GetPaid's report at Ohloh has been updated to give stats on the project. We are now up to 14,937 lines of code. Other interesting factoids:
- 3 person-years worth of code (in about a year's time)
- 44 contributors
- 112 people following the mailing list
- 750+ downloads of the first release (plus many users with buildout)
- Over 170 downloads of the second release (only out for 2 weeks so far)
- 4 sprints
Check out more stats at Ohloh. Browse the code, download and report issues here.
2008-06-09
New payment processor available: DPS PXPay
Thanks to some friends in New Zealand, a new payment processor is available for use with GetPaid!
Payment Express is a Visa and MasterCard certified solution, developed by DPS, which facilitates electronic payments seamlessly from multiple access points i.e. Web, EFTPOS, Billing, Interactive Voice Responce, CRM, Vending, MOTO (Mail Order / Telephone Order) and Wireless.
DPS are certified with banks in Australia, New Zealand, Pacific Islands, Singapore, South Africa, USA and United Kingdom.
The payment processor is distributed as an egg getpaid.pxpay and is available on http://pypi.python.org/pypi.
This processor plugs in to the final step of the checkout. It provides the mechanism to securely authorize payment offsite.
See: http://code.google.com/p/getpaid/source/browse/trunk/getpaid.pxpay/src/getpaid/pxpay/README.txt for more help/discussion.
Thanks to Matt Halstead for integrating this and Darryl Dixon for kicking off the development!
2008-06-02
GetPaid 0.6 release made
A long awaited release that improves the store functionality of GetPaid.
A while ago, we created the release branch for GetPaid's second major release, 0.6. However, we didn't officially release it (with packaged code etc), and in the meantime, several fixes and changes came in. So, we are now releasing 2 versions.
0.6.0: This is the originally branched code. Works well and preserves "backwards" compatibility for those using customized GetPaid code.
0.6.1: This is a final release. Includes API refactoring and unicode fixes. May break your customized GetPaid code but not too much :)

> _RECORDS SHOWN_

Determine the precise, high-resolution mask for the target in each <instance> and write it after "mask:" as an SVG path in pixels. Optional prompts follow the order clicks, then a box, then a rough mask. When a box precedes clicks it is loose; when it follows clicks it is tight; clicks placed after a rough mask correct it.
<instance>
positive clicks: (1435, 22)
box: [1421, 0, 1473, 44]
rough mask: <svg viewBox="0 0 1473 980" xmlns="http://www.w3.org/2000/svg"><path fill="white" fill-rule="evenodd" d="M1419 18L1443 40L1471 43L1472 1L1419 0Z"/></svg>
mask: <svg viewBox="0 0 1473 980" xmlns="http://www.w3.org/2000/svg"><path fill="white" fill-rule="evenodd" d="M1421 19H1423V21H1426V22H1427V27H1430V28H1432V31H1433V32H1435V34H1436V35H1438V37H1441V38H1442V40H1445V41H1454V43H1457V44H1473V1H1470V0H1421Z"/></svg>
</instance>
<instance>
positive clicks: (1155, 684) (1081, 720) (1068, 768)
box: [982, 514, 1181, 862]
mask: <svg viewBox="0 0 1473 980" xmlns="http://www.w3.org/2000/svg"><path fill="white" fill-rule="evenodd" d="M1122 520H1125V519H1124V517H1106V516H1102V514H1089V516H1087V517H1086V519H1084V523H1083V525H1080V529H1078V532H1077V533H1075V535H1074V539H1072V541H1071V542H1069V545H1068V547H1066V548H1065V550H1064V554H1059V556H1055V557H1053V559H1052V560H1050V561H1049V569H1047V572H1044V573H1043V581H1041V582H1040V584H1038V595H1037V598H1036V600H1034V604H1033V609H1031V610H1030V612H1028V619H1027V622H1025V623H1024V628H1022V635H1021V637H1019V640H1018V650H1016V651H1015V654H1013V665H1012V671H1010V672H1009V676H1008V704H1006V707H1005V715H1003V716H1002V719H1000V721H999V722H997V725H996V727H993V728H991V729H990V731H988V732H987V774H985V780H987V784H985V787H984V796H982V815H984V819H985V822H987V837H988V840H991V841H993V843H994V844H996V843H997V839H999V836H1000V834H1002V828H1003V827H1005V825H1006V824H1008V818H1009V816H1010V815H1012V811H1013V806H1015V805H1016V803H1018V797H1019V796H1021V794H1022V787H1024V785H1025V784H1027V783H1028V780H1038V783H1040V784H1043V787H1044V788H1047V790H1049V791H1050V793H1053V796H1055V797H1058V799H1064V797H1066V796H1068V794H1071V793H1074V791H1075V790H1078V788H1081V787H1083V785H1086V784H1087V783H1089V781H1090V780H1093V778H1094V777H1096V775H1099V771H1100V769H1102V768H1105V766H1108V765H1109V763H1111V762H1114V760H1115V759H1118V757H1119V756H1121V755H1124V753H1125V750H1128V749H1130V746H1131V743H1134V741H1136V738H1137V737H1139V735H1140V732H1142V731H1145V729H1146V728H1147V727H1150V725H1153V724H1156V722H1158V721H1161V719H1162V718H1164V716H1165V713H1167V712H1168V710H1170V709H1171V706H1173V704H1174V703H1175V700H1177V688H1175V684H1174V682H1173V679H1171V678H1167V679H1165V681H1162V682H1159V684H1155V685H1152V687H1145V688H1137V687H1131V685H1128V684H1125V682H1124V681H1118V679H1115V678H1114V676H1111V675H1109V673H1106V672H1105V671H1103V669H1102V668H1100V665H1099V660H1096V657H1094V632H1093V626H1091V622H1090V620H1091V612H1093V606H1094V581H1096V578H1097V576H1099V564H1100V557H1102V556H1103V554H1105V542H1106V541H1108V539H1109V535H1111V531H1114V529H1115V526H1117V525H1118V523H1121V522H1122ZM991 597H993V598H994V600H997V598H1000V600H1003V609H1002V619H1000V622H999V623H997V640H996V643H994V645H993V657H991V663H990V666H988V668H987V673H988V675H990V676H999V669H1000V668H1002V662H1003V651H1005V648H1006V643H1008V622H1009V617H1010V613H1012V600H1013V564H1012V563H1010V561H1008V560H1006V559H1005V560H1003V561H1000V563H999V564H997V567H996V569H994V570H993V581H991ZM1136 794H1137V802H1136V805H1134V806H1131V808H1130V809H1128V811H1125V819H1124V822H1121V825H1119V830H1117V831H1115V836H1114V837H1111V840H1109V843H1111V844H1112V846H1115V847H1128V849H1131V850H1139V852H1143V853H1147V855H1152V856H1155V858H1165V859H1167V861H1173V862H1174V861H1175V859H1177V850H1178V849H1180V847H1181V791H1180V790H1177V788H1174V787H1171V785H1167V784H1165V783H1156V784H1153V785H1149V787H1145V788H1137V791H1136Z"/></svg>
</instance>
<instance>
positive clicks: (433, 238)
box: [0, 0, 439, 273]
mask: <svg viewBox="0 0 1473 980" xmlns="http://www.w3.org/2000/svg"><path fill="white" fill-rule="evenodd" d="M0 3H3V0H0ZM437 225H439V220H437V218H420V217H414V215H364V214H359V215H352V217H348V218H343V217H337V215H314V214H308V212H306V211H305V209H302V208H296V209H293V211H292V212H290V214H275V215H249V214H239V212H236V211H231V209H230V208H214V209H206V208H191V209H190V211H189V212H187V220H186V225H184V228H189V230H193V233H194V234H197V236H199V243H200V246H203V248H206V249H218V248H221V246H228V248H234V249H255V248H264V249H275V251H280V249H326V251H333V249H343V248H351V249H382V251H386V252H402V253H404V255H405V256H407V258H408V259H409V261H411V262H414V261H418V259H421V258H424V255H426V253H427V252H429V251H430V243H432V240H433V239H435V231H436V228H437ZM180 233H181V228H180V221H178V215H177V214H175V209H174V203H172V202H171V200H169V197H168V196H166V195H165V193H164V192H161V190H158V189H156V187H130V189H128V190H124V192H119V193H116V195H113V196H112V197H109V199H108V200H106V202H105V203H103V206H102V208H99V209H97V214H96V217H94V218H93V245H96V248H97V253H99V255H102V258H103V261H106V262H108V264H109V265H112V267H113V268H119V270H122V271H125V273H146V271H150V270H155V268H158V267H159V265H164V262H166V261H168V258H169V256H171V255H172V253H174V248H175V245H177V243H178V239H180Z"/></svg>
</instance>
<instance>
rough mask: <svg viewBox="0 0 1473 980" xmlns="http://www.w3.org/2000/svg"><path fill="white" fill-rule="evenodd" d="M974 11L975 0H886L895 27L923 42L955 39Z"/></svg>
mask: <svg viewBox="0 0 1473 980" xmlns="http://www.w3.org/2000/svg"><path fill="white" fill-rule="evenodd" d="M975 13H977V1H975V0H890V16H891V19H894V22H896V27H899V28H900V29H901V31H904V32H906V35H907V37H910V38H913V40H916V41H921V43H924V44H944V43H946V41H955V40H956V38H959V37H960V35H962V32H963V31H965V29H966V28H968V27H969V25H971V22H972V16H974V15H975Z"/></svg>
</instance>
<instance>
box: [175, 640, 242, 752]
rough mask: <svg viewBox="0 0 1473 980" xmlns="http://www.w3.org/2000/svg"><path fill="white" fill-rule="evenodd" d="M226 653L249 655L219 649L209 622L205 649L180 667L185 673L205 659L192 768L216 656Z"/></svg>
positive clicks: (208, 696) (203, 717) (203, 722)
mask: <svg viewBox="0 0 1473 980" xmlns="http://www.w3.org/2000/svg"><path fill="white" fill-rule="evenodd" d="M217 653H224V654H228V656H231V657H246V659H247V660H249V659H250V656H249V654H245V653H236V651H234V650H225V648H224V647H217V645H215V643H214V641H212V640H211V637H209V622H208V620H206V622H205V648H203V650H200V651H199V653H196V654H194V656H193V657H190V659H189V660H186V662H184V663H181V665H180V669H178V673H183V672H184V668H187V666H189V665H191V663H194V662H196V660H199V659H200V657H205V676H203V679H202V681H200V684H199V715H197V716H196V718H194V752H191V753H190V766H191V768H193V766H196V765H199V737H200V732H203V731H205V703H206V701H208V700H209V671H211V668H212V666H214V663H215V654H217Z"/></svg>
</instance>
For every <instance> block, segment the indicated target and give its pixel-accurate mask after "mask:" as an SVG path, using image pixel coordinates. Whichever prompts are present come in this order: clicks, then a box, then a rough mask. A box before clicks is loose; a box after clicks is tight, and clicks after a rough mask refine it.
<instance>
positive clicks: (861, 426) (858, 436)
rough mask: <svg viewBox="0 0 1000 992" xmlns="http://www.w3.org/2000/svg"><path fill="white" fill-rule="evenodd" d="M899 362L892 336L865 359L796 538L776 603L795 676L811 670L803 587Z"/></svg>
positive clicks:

> _WHAT YOU WILL DO_
Continue the GetPaid project news, starting right after its last sentence about the 0.6.1 release.

> _TASK OUTPUT_
Both of these work on Plone 2.5 and 3.0, and apparently on Plone 3.1 also (though we currently aren't providing a buildout for 3.1).
To check out the changelogs, see http://groups.google.com/group/getpaid-changes
2008-05-08
GetPaid and Multiple currencies update
We got an update today from a GetPaid community member about progress on using multiple currencies in GetPaid.
Throughout the history of GetPaid, there have been several people interested in multiple currencies in GetPaid. I was excited to hear from Jean-François Roche of Affinitic today about his progress in getting multiple currencies working in the context of GetPaid. I found out that he already has some useful use cases working and is waiting to get them in production to be able to merge them back into GetPaid.
Code monkeys can check out the latest in an svn repo. For those of us who prefer English explanations...a brief summary of what I learned about the work:
- The work grew out of the need to manage currency based on the country of the buyer
- The UI gets the price from the buyer at first entrance in the shop and then a utility that manages policies for the link between the country and currency picks which price to show.
- Each country defined in the policies then has a separate price
2008-04-25
Release Branch Created
As of today, we have tests passing and both versions of Plone happy...making a release branch.
As of earlier today, we had 258 tests passing on 2 versions of Plone (2.5 and 3.0) - yippeee!
So, with much joy, we are moving the trunk to the 0.6 branch for this release.
Next we will tag a 0.6.0 release candidate.
This release got a new directory of documentation as well as a lot of work on new features for shipping, fulfillment and reporting. Have a look at the latest buildout!